*WHAT IS REQUIRED*.
Begin with the line containing "Question. Place a dot on every instance of the man's khaki" and copy each line exactly through the last line of the entries, inclusive.

*DATA LINES*.

^^^^

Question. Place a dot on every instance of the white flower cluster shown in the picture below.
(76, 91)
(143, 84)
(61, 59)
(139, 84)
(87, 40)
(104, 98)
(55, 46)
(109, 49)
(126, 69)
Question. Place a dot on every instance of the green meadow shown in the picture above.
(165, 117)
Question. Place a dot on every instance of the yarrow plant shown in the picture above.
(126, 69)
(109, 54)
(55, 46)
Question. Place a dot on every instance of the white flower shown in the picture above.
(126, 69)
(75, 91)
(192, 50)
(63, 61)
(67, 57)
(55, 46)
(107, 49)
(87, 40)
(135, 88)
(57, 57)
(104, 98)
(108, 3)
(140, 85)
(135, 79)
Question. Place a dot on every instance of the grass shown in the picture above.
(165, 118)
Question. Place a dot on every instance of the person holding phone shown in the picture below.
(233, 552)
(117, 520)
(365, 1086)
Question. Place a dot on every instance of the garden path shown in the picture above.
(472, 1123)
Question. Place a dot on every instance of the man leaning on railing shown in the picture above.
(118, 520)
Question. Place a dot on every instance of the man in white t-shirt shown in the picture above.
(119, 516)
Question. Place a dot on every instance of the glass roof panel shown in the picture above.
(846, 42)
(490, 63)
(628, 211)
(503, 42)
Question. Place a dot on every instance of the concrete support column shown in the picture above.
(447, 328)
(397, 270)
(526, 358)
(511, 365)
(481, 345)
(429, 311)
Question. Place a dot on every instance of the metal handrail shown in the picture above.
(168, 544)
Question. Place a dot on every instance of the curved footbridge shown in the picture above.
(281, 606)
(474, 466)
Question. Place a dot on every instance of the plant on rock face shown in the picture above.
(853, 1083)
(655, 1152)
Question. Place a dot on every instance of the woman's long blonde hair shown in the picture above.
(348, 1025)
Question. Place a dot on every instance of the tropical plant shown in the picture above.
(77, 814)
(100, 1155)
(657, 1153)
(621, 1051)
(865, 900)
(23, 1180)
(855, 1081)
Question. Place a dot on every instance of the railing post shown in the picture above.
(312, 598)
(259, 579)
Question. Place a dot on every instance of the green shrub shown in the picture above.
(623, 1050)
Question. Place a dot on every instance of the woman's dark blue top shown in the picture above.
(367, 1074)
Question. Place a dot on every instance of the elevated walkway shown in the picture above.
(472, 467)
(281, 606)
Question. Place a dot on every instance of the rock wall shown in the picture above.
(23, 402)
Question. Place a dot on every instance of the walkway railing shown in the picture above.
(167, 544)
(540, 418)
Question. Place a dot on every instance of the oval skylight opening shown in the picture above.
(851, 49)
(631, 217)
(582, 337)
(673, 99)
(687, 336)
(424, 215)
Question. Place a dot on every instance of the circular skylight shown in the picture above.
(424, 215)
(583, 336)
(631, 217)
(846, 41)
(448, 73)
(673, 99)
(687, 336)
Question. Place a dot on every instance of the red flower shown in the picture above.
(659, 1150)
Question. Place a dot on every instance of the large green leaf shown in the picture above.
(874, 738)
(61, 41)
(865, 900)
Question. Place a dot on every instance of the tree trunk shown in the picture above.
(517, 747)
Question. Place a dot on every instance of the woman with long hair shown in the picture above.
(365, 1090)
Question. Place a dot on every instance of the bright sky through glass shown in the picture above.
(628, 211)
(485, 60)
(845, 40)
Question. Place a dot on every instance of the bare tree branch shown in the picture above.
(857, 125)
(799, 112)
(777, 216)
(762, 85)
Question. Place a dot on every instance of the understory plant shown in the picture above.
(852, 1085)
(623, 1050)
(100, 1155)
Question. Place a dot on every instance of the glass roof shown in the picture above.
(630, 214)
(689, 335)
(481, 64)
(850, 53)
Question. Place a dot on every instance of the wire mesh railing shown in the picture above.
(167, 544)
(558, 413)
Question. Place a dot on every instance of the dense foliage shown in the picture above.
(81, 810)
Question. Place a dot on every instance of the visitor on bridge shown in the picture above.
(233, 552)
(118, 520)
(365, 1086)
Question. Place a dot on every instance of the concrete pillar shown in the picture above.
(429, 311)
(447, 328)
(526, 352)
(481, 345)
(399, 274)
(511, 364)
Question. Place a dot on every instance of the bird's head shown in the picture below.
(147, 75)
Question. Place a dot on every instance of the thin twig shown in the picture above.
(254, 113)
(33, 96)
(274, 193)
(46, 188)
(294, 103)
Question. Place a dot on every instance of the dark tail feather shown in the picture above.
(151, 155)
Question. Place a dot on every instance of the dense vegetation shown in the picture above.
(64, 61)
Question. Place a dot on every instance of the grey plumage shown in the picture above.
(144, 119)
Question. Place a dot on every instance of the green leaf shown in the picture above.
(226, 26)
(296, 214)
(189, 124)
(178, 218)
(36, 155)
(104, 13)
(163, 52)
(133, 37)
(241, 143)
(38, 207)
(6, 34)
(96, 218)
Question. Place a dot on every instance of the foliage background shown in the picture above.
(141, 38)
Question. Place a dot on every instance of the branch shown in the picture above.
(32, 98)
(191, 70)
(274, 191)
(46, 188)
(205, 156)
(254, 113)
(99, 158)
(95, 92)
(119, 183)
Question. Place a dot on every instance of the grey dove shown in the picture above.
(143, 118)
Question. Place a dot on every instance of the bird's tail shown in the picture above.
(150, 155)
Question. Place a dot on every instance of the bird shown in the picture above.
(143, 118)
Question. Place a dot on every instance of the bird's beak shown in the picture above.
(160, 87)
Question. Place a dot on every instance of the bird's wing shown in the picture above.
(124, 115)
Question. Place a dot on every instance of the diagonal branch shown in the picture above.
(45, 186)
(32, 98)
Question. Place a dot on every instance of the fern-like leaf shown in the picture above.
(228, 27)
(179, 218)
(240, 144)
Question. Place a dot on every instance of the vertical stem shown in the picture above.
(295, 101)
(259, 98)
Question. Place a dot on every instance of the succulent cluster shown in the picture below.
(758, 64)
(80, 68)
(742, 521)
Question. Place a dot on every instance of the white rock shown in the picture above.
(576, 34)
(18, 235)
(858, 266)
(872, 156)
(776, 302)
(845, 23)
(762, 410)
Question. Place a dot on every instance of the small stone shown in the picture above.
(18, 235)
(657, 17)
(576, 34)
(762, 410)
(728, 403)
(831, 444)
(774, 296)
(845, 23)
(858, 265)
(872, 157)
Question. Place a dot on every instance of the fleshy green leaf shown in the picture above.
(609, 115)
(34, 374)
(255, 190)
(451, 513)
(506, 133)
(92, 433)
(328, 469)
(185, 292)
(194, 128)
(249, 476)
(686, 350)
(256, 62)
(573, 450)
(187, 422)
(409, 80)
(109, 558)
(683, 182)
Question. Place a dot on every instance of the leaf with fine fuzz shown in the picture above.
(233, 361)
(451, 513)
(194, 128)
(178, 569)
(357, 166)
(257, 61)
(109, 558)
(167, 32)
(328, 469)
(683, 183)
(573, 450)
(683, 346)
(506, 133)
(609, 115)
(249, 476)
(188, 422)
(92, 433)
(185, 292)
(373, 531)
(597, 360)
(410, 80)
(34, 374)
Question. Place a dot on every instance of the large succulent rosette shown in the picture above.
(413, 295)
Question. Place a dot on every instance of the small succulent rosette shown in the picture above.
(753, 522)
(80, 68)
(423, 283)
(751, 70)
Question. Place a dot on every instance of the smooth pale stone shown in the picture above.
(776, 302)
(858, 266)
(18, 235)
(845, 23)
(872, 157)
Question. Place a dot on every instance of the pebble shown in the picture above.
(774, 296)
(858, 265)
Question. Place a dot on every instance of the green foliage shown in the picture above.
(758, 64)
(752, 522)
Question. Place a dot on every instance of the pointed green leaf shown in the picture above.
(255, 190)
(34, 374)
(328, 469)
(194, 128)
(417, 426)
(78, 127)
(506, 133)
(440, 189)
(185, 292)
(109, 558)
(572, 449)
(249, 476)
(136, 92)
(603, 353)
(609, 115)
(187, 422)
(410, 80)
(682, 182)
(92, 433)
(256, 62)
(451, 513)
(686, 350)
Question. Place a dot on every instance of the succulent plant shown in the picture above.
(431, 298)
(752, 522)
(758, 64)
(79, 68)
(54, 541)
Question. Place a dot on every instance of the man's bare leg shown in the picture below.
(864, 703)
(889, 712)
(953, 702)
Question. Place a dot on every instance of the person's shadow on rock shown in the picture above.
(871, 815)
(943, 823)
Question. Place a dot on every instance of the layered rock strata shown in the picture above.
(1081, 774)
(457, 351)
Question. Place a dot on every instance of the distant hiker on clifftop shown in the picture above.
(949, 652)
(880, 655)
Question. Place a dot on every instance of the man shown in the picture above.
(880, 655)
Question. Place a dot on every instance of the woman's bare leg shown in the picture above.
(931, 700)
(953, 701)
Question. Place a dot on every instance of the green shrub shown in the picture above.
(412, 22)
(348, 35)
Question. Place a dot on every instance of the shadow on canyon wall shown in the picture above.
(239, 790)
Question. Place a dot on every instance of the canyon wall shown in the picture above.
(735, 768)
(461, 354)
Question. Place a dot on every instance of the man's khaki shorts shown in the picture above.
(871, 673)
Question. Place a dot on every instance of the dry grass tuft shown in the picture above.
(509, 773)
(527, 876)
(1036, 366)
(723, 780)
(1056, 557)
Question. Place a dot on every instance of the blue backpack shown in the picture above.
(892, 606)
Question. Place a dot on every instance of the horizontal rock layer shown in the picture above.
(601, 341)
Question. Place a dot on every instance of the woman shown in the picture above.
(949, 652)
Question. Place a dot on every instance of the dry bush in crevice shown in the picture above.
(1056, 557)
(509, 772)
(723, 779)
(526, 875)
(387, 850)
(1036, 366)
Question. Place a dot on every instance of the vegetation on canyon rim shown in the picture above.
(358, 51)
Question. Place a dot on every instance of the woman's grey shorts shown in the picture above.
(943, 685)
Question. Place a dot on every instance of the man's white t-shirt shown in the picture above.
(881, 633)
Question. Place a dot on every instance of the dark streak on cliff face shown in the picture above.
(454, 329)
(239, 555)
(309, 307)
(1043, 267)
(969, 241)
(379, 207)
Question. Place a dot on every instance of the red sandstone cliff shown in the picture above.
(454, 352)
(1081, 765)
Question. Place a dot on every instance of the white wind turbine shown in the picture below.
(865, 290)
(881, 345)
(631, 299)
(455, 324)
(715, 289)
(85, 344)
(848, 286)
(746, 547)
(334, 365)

^^^^

*THE SOLUTION*.
Question. Place a dot on every instance of the man's khaki shorts shown in the picture above.
(871, 673)
Question. Place a dot on every instance of the dry grass tuft shown in the picture above.
(509, 773)
(527, 876)
(1036, 366)
(723, 780)
(1056, 557)
Question. Place a dot on every instance of the blue backpack shown in the picture above.
(892, 606)
Question. Place a dot on every instance of the horizontal rock layer shown in the picture above.
(601, 341)
Question. Place a dot on every instance of the woman shown in the picture above.
(949, 652)
Question. Place a dot on every instance of the dry bush in crevice shown in the picture above.
(1056, 557)
(509, 772)
(723, 779)
(526, 875)
(387, 850)
(1036, 366)
Question. Place a dot on every instance of the vegetation on canyon rim shown in the picture above.
(358, 51)
Question. Place a dot on every instance of the woman's grey shorts shown in the picture above.
(943, 685)
Question. Place a dot on every instance of the man's white t-shirt shown in the picture above.
(881, 633)
Question. Place a dot on every instance of the dark streak on cliff face shown in the picture above.
(454, 329)
(239, 555)
(309, 307)
(1043, 267)
(969, 241)
(379, 207)
Question. Place a dot on every instance of the red sandstone cliff shown in the picture above.
(454, 352)
(1081, 765)
Question. Place a dot on every instance of the white wind turbine shown in the picture below.
(865, 290)
(881, 345)
(631, 299)
(455, 324)
(715, 289)
(85, 344)
(848, 286)
(746, 547)
(334, 365)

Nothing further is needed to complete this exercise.